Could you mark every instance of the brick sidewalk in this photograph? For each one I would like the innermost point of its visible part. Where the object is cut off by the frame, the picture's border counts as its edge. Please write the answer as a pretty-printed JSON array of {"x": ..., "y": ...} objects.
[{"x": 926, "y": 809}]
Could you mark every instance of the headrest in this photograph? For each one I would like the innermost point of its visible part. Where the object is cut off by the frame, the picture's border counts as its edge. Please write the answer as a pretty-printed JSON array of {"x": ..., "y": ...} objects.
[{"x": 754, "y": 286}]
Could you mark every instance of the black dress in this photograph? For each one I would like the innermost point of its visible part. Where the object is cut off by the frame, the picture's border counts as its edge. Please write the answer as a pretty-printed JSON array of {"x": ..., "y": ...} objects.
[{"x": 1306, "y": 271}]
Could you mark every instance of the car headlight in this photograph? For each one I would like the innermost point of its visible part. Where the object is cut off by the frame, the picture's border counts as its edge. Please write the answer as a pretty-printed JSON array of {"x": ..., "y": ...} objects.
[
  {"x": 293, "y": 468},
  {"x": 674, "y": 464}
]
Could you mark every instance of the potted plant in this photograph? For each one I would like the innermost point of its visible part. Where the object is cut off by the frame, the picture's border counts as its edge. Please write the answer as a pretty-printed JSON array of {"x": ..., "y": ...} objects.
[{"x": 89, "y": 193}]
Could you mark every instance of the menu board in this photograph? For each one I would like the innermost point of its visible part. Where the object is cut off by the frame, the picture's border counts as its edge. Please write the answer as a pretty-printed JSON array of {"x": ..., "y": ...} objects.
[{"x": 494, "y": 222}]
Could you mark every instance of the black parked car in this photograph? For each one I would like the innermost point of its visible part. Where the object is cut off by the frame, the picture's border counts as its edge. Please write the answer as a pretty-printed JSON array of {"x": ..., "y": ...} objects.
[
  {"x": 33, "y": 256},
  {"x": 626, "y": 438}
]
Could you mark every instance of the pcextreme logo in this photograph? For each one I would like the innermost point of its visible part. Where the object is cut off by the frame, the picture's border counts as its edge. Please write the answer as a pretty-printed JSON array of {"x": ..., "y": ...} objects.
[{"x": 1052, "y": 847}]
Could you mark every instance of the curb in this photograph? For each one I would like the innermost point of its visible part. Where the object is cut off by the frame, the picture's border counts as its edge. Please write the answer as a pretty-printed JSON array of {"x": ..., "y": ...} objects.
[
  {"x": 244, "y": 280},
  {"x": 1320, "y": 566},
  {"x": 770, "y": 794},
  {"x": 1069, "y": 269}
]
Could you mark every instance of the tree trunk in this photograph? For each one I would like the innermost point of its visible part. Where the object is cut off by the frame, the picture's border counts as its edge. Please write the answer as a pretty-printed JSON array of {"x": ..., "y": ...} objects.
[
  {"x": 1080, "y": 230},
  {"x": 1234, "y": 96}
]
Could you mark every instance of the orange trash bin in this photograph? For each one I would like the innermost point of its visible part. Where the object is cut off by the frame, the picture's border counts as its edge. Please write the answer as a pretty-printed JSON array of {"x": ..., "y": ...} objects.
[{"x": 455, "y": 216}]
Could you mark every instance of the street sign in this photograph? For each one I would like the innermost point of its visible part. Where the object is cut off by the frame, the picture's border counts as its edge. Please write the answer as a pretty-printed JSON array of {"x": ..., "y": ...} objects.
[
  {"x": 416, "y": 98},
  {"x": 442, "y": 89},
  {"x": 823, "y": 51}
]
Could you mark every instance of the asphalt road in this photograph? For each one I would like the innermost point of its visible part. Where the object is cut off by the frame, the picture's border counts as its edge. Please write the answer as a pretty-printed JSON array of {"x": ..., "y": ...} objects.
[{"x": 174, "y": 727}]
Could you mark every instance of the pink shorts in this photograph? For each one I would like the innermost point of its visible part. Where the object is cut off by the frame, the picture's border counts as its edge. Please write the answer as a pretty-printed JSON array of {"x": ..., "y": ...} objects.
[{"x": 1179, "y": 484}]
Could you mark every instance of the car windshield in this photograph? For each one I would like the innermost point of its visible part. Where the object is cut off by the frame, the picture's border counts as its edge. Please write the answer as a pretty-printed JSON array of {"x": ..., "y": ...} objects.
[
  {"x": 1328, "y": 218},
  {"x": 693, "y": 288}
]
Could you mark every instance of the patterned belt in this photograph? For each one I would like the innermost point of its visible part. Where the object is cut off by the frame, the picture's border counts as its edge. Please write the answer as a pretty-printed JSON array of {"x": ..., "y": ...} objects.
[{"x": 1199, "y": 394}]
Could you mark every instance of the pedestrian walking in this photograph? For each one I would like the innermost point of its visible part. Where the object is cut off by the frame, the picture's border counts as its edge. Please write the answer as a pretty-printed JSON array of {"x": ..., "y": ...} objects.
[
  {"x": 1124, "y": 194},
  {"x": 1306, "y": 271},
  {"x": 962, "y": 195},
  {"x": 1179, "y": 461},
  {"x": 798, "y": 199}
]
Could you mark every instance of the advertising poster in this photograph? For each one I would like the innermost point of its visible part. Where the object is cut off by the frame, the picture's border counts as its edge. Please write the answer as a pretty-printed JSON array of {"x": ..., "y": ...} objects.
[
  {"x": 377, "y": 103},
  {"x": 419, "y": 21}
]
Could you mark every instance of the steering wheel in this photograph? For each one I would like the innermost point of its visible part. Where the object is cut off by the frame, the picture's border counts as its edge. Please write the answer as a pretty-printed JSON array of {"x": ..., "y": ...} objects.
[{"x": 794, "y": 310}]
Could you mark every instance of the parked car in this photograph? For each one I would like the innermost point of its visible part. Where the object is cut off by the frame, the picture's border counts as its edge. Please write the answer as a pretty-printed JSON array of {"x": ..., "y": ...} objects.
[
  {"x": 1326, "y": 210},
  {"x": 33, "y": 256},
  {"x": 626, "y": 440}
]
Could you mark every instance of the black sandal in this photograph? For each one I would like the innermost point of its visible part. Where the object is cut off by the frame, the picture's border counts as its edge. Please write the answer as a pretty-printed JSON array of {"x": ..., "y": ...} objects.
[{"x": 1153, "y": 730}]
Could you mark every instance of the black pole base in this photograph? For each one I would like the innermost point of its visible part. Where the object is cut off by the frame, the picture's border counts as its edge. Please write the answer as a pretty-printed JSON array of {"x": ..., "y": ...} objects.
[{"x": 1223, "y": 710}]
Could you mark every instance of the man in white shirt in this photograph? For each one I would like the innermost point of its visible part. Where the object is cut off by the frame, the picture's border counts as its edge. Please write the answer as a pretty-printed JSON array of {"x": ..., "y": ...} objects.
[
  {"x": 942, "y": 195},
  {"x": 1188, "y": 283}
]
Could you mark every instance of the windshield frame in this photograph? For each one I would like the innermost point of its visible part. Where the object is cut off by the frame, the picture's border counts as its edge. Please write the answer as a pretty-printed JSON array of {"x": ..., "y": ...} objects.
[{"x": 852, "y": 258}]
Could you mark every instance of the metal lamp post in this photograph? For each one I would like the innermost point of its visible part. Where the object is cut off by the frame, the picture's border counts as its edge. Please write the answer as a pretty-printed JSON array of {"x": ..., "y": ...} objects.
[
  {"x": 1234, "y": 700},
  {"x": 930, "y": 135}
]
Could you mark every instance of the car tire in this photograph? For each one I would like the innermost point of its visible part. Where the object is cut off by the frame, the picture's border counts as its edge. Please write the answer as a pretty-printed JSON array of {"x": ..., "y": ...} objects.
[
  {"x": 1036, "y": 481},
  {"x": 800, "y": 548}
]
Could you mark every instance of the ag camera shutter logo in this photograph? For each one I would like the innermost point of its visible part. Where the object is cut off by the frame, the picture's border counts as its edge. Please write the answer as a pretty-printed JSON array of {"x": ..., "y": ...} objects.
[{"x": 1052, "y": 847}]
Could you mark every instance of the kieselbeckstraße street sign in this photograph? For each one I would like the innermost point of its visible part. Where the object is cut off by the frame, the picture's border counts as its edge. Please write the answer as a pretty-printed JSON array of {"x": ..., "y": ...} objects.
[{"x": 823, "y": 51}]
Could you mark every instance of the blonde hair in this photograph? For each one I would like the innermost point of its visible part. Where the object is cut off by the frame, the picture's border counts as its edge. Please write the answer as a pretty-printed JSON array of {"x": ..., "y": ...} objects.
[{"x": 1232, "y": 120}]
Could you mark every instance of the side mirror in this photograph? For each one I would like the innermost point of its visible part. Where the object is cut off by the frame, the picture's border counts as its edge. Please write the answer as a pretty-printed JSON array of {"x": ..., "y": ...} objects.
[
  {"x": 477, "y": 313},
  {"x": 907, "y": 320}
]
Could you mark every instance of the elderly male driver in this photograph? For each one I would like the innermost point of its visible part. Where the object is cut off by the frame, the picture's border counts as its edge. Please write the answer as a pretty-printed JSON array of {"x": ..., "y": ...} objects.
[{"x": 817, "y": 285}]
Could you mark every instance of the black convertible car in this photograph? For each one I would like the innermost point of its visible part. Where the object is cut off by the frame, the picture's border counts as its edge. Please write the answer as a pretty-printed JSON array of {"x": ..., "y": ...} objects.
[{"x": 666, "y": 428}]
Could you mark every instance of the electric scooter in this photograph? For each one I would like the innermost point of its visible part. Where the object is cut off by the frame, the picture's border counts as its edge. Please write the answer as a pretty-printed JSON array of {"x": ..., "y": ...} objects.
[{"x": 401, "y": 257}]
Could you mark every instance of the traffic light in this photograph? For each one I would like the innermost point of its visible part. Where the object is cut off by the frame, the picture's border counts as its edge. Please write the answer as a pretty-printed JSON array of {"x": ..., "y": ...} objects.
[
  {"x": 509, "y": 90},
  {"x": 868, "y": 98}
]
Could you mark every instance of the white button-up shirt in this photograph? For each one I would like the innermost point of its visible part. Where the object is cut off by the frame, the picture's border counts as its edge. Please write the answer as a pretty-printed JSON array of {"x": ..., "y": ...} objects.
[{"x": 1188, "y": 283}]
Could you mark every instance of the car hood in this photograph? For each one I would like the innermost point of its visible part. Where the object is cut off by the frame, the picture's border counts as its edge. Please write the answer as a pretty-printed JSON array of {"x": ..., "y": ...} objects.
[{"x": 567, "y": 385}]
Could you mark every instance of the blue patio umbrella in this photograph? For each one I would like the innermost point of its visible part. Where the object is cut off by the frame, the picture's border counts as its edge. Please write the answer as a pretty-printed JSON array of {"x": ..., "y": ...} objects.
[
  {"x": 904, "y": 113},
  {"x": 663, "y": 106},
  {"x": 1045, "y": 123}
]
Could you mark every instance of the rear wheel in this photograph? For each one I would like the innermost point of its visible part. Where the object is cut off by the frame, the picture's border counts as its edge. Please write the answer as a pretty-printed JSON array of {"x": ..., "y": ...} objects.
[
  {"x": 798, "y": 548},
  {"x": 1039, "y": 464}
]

---*---

Your task is to reproduce, exactly and exclusively, the lines from the one holding "Could you mark every instance of the blue" through the final line of the listing.

Could you mark every instance of the blue patio umbrella in this photograph? For each one I would like the innermost point of its visible part. Where the object is cut off by the frame, the picture's border counts as its edge. Please write the answer as a pretty-printed JSON array of {"x": ..., "y": ...} objects.
[
  {"x": 904, "y": 113},
  {"x": 663, "y": 106},
  {"x": 1045, "y": 123}
]
Could you mark every instance of the rear wheel in this photograph? For each one I would like the innermost point of its visible part. Where the object is cut off by the frame, the picture's border counts as its edge. Please write the answer as a pretty-printed JSON array of {"x": ..., "y": ...} objects.
[
  {"x": 798, "y": 548},
  {"x": 1039, "y": 464}
]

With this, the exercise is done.